- _Görev tanımı 1_
Aşağıdaki Afrin ve "sınır gücü" konulu yazıdan "İsminin öyle veya" ile başlayıp "Türkiye’yi rahatsız ediyor." ile biten bölümü hiçbir değişiklik yapmadan tekrarla.

Fehmi KORU
Milli Güvenlik Kurulu (MGK) son toplantısında Afrin’e askeri müdahale konusunu görüştü; toplantıya ait fotoğraflarda katılımcıların önünde açık tutulan haritalar kapsamlı bir müdahale hazırlığının yapıldığına işaret ediyor.
Fotoğrafın bir mesaj olsun diye basınla paylaşıldığını düşünebiliriz.
MİT Müsteşarı ile Genelkurmay Başkanı dünden beri Moskova’dalar.
‘Sınır gücü’ ismi yanlışmış
Dışişleri Bakanı Mevlüt Çavuşoğlu Vancouver’da ABD’li mevkidaşı Rex Tillerson’a Türkiye’nin kararlılığını iyi aktarmış olmalı ki, bir gün öncesine kadar sınırlarımızın hemen karşısında sayıları 30 bine varacak bir ‘sınır gücü’ kurulması için Suriye Demokratik Güçleri (SDG) ile ortak bir çalışma yürüttüklerini ilân etmiş olan ABD, bunun Türkiye’yi rahatsız edecek bir girişim sayılmayacağını, ‘sınır gücü’ denilmesinin ise hatadan kaynaklandığını açıkladı.
‘Sınır Gücü’ ismi o gücü kurmakta olan Amerikan komutanlığından bir albay tarafından duyurulmuştu.
“Hata yaptı” denilen kişi o albay işte..
İsminin öyle veya böyle olmasını önemseyenlerdenseniz sınır-ötesi ordu oluşturulması sorununa bitmiş gözüyle bakabilirsiniz; ancak Tillerson’un ve bakanlığının konuya ilişkin açıklamaları, ABD’nin, sınırlarımızın ötesinde, eğitimlerini Amerikalı kurmayların verdiği, binlerce TIR’la taşınmış hafif-ağır Amerikan menşeli silâhlarla donatılmış yerel bir ordu kurmakta olduğu bilgisini pekiştiriyor.
Neden yapıyor bunu ABD?
Öne sürülen gerekçe, IŞİD/DEAŞ faaliyetlerini sınırlamak; bozguna uğratılan örgütten kaçanların bir daha tehdit oluşturmayacak hale sokulması…
İnandırıcı gelmiyor bu gerekçe.
Gerekçesi ve ismi ne olursa olsun, böyle bir ordu oluşturulması, işte gördük, Türkiye’yi rahatsız ediyor.

- _Kayıt kümesi_
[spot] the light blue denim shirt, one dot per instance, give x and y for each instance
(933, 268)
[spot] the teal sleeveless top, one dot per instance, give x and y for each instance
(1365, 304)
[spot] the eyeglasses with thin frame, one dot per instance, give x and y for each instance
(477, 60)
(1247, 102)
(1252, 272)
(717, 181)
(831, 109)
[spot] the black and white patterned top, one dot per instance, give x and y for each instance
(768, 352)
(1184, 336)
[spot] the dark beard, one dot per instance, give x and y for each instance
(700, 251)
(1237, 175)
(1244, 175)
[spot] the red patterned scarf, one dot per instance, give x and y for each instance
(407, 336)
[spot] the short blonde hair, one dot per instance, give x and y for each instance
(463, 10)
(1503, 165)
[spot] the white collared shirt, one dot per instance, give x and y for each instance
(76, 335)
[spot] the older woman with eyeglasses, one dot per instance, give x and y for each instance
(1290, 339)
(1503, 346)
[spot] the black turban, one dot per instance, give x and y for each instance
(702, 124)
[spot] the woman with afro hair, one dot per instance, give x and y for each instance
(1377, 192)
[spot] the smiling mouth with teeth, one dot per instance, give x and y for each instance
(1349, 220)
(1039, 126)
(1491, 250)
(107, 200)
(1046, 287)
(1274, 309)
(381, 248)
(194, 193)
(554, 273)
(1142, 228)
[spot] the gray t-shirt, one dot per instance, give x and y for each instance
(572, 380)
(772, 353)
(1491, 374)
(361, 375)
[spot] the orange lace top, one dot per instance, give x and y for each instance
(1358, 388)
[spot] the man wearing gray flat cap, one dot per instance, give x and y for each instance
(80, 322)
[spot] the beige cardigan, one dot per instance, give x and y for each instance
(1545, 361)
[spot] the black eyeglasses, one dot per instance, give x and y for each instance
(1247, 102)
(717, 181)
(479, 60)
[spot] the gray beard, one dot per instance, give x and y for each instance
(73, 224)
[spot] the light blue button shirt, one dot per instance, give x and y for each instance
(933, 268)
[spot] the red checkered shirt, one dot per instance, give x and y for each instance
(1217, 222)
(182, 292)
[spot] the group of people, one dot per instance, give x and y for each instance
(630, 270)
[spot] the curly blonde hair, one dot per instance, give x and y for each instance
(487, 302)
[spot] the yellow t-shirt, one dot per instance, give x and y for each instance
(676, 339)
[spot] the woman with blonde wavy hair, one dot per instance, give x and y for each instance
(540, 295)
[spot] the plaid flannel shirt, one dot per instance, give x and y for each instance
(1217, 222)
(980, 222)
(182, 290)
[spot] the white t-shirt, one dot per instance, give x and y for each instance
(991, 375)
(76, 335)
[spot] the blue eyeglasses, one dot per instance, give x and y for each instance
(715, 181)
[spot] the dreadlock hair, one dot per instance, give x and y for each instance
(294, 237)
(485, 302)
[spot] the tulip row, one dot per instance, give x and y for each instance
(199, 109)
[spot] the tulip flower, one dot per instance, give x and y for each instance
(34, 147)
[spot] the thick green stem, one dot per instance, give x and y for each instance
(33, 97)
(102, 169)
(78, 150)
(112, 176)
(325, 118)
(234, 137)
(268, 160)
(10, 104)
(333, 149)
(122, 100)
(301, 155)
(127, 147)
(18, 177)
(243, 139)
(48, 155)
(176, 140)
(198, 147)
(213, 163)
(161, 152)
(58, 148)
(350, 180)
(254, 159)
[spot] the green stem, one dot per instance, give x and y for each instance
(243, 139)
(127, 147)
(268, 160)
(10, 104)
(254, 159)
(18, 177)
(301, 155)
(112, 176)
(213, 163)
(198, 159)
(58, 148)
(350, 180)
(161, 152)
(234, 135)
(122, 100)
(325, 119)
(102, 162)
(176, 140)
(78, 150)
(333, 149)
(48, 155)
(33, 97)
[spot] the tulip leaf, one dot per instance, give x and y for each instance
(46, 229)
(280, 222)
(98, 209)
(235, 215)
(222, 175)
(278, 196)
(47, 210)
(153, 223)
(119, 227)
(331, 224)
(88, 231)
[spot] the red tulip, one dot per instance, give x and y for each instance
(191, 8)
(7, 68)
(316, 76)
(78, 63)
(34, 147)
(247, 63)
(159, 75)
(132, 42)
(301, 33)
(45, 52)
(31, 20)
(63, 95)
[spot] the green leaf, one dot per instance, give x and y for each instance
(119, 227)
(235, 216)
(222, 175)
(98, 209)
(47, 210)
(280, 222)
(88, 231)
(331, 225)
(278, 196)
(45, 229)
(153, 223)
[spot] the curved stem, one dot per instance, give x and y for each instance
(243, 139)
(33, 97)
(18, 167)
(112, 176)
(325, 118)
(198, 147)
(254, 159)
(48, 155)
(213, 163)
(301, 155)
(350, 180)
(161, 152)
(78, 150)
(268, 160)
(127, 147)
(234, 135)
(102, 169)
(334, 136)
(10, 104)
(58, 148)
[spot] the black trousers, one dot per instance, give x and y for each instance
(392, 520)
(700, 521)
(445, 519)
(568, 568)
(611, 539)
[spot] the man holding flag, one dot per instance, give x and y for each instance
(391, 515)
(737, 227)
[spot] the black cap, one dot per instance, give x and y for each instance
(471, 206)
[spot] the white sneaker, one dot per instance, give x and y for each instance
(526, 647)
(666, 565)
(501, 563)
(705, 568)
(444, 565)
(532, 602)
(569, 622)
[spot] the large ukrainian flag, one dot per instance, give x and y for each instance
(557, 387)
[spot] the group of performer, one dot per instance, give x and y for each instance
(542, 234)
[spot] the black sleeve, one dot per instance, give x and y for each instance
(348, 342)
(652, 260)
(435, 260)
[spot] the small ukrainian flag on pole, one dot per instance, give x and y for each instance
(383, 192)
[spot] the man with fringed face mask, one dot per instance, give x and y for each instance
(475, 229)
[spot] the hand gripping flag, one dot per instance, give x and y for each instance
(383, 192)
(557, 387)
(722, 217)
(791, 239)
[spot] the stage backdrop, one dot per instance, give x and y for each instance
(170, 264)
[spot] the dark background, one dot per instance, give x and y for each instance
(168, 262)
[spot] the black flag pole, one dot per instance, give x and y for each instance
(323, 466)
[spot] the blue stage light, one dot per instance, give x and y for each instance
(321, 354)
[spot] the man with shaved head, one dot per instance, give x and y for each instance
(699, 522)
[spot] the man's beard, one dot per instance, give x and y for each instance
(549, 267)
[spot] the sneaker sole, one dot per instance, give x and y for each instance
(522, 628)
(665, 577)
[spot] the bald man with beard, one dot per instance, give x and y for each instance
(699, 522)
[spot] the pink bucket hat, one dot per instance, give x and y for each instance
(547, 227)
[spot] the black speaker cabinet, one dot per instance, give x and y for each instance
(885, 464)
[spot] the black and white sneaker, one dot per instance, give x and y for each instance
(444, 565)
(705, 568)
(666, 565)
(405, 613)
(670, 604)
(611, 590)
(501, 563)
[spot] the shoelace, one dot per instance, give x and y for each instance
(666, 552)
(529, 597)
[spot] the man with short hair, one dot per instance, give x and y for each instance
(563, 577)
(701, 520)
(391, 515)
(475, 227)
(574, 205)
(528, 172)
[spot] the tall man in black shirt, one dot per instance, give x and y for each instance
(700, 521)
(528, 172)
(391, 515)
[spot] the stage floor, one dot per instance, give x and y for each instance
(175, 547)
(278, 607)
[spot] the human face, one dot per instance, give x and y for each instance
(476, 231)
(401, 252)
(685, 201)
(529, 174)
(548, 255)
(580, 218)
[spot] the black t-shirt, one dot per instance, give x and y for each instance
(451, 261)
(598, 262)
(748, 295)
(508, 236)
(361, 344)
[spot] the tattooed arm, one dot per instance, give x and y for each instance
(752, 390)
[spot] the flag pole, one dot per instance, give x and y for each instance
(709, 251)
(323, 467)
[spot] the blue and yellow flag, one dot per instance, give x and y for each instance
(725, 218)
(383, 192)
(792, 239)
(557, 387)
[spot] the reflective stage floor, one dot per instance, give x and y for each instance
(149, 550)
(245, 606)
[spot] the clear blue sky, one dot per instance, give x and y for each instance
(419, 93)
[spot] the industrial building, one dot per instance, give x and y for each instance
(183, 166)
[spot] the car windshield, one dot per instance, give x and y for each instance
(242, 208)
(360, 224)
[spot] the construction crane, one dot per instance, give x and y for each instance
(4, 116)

- _Görev tanımı 2_
Yukarıdaki kayıtlarda "[spot] the tall" ifadesinin geçtiği satırdan başlayıp kayıtların sonunda biten satırları, iki uç da dahil olmak üzere aynen yeniden yaz; bunların dışında hiçbir satır ekleme.

- _Nihai sonuç 1_
İsminin öyle veya böyle olmasını önemseyenlerdenseniz sınır-ötesi ordu oluşturulması sorununa bitmiş gözüyle bakabilirsiniz; ancak Tillerson’un ve bakanlığının konuya ilişkin açıklamaları, ABD’nin, sınırlarımızın ötesinde, eğitimlerini Amerikalı kurmayların verdiği, binlerce TIR’la taşınmış hafif-ağır Amerikan menşeli silâhlarla donatılmış yerel bir ordu kurmakta olduğu bilgisini pekiştiriyor.
Neden yapıyor bunu ABD?
Öne sürülen gerekçe, IŞİD/DEAŞ faaliyetlerini sınırlamak; bozguna uğratılan örgütten kaçanların bir daha tehdit oluşturmayacak hale sokulması…
İnandırıcı gelmiyor bu gerekçe.
Gerekçesi ve ismi ne olursa olsun, böyle bir ordu oluşturulması, işte gördük, Türkiye’yi rahatsız ediyor.

- _Nihai sonuç 2_
[spot] the tall man in black shirt, one dot per instance, give x and y for each instance
(700, 521)
(528, 172)
(391, 515)
[spot] the stage floor, one dot per instance, give x and y for each instance
(175, 547)
(278, 607)
[spot] the human face, one dot per instance, give x and y for each instance
(476, 231)
(401, 252)
(685, 201)
(529, 174)
(548, 255)
(580, 218)
[spot] the black t-shirt, one dot per instance, give x and y for each instance
(451, 261)
(598, 262)
(748, 295)
(508, 236)
(361, 344)
[spot] the tattooed arm, one dot per instance, give x and y for each instance
(752, 390)
[spot] the flag pole, one dot per instance, give x and y for each instance
(709, 251)
(323, 467)
[spot] the blue and yellow flag, one dot per instance, give x and y for each instance
(725, 218)
(383, 192)
(792, 239)
(557, 387)
[spot] the reflective stage floor, one dot per instance, give x and y for each instance
(149, 550)
(245, 606)
[spot] the clear blue sky, one dot per instance, give x and y for each instance
(419, 93)
[spot] the industrial building, one dot per instance, give x and y for each instance
(183, 166)
[spot] the car windshield, one dot per instance, give x and y for each instance
(242, 208)
(360, 224)
[spot] the construction crane, one dot per instance, give x and y for each instance
(4, 116)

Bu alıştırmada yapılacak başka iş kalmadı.